Point localization data:
-.-.-

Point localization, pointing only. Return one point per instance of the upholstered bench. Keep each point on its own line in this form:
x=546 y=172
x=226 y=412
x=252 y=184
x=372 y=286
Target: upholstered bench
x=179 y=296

-.-.-

• **Task brief**
Extract every line above exactly as it stands.

• **Solved exercise**
Point localization, pointing only. Return one point per instance of the upholstered bench. Keep each point on its own line in this form:
x=546 y=172
x=226 y=412
x=252 y=184
x=372 y=286
Target: upholstered bench
x=179 y=296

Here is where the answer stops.